-------- TEXT FOR ANALYSIS
Our instinct then is to ask: which is the “real” social network? Frankly, it depends on who you ask. Your mother may be cranky that you don’t talk to her as often as your colleague and she may resent your refusal to Friend her on Facebook, but this doesn’t mean you love her any less. Of course, this doesn’t stop her from thinking you don’t love her. If we’re trying to understand emotional affinity, the behavioral and publicly articulated social networks aren’t particularly helpful. But if you’re mother thinks that time is not only a proxy for emotional depth but a proof of it, your behavioral social network might really upset her. (Note: behavioral social networks have gotten people into trouble in the past. See
Cobot.)
The truth of the matter is that there is no “real” social network. It all depends on what you’re trying to measure, what you’re trying to do with those measurements.
There are also many opportunities for new research when we tease out different types of social networks. What if we overlay the different types of social networks? Can we get a better sense of how someone manages their social network? Can we see new structural properties that give us new insights into how people connect, share information, gather support, etc.? So many possibilities!
I’m super excited that so many people from so many fields are getting interested in social networks, but I’m also scared that there are a lot of assumptions flying around that make it difficult to make sense of people’s contributions to this emergent field. Increasingly, I see sociologists and computer scientists and mathematician and economists outright dismiss work outside of their field as “wrong.” I think that part of the problem is that we’re each failing to account for what we can and cannot say based on the types of analysis we’re doing. And I think that we often talk past one another because we’re all talking about social networks but we’re talking about different social networks. In accounting for three types of social networks here, I’m not trying to be all-inclusive, but I am trying to point out that there are differences and that we cannot assume transitivity either in terms of structure or theory. If we can find a way to better identify what kinds of social networks we’re talking about and when and where what theories apply, I think that we’ll go a long way in bridging different intellectual discourses.
We do ourselves an intellectual disservice when we assume that these different types of networks are interchangeable or that studying one automatically tells us about another. Most scholars get this, even when they’re quoted out of context by journalists to suggest otherwise (see
Cameron Marlow). But I get the sense that a lot of journalists, marketers, advertisers, politicians, and everyday folks don’t. This is a problem.
----------------
-------- GIVEN RECORDS
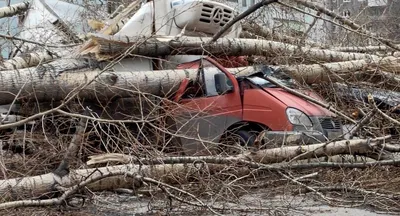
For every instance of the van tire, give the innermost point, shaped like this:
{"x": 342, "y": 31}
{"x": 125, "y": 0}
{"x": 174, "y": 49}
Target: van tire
{"x": 246, "y": 138}
{"x": 237, "y": 140}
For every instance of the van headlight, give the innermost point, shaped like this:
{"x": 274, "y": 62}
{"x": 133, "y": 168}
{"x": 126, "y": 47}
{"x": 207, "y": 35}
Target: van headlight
{"x": 297, "y": 117}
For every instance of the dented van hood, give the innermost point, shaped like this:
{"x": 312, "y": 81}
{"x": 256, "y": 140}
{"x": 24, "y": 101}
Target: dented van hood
{"x": 294, "y": 101}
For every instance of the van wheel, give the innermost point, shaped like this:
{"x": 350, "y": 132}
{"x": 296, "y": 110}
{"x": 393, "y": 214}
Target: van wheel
{"x": 237, "y": 142}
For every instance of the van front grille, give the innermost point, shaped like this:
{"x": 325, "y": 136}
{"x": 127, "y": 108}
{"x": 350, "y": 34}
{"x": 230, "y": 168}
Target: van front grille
{"x": 215, "y": 14}
{"x": 330, "y": 123}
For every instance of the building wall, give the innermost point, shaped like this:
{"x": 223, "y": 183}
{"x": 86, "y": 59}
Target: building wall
{"x": 284, "y": 20}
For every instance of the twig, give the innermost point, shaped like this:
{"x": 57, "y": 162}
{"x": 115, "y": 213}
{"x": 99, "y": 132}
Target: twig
{"x": 10, "y": 37}
{"x": 150, "y": 180}
{"x": 70, "y": 191}
{"x": 73, "y": 147}
{"x": 347, "y": 22}
{"x": 328, "y": 199}
{"x": 241, "y": 16}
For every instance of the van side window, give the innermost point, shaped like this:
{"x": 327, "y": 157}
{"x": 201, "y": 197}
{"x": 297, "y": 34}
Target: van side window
{"x": 209, "y": 70}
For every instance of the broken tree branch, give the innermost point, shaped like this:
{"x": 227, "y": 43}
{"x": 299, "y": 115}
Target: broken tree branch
{"x": 348, "y": 22}
{"x": 105, "y": 47}
{"x": 241, "y": 16}
{"x": 14, "y": 9}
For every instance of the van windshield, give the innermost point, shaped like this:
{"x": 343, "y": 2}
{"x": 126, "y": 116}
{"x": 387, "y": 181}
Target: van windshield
{"x": 267, "y": 84}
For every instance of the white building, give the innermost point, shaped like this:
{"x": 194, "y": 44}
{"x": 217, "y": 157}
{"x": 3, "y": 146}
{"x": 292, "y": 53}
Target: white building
{"x": 287, "y": 20}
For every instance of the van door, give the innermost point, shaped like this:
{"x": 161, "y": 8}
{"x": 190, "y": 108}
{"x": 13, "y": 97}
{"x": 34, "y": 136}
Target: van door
{"x": 203, "y": 113}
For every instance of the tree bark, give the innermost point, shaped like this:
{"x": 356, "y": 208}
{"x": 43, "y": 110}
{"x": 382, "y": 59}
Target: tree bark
{"x": 328, "y": 72}
{"x": 54, "y": 81}
{"x": 110, "y": 46}
{"x": 14, "y": 9}
{"x": 347, "y": 22}
{"x": 267, "y": 34}
{"x": 28, "y": 60}
{"x": 175, "y": 169}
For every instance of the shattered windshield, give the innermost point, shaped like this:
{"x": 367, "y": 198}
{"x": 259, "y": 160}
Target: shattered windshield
{"x": 267, "y": 84}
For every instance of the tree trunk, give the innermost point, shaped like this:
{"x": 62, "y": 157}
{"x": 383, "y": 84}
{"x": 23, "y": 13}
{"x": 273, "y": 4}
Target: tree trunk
{"x": 54, "y": 81}
{"x": 14, "y": 9}
{"x": 267, "y": 34}
{"x": 27, "y": 60}
{"x": 328, "y": 72}
{"x": 347, "y": 22}
{"x": 110, "y": 46}
{"x": 176, "y": 168}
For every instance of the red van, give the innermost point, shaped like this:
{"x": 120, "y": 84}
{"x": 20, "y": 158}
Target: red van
{"x": 219, "y": 106}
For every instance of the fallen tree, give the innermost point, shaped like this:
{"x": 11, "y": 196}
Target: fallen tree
{"x": 105, "y": 47}
{"x": 55, "y": 80}
{"x": 14, "y": 9}
{"x": 171, "y": 170}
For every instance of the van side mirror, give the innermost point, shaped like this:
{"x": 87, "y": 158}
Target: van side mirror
{"x": 220, "y": 83}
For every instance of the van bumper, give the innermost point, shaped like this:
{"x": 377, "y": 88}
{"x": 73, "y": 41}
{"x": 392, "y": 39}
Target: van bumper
{"x": 297, "y": 137}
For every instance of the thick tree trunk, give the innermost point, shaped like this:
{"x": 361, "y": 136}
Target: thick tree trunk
{"x": 28, "y": 60}
{"x": 14, "y": 9}
{"x": 363, "y": 49}
{"x": 54, "y": 81}
{"x": 178, "y": 168}
{"x": 109, "y": 46}
{"x": 317, "y": 73}
{"x": 347, "y": 22}
{"x": 267, "y": 34}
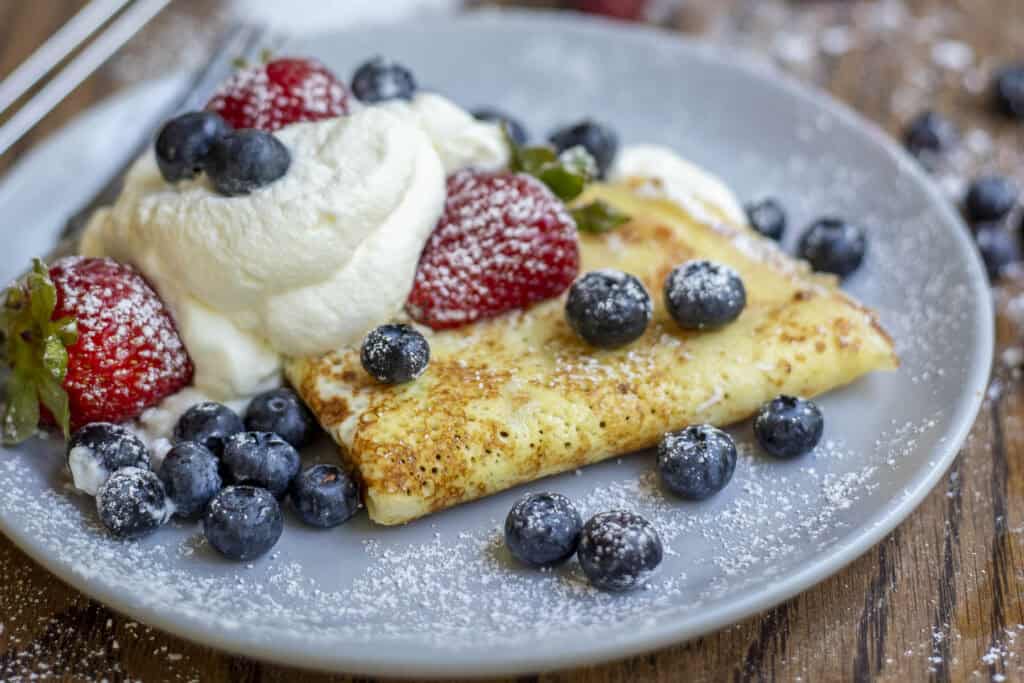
----------------
**INSTRUCTIONS FOR THE TASK**
From the social networks text, extract the passage word for word, starting at "There are also" and ending after "So many possibilities!".

**EXERCISE ANSWER**
There are also many opportunities for new research when we tease out different types of social networks. What if we overlay the different types of social networks? Can we get a better sense of how someone manages their social network? Can we see new structural properties that give us new insights into how people connect, share information, gather support, etc.? So many possibilities!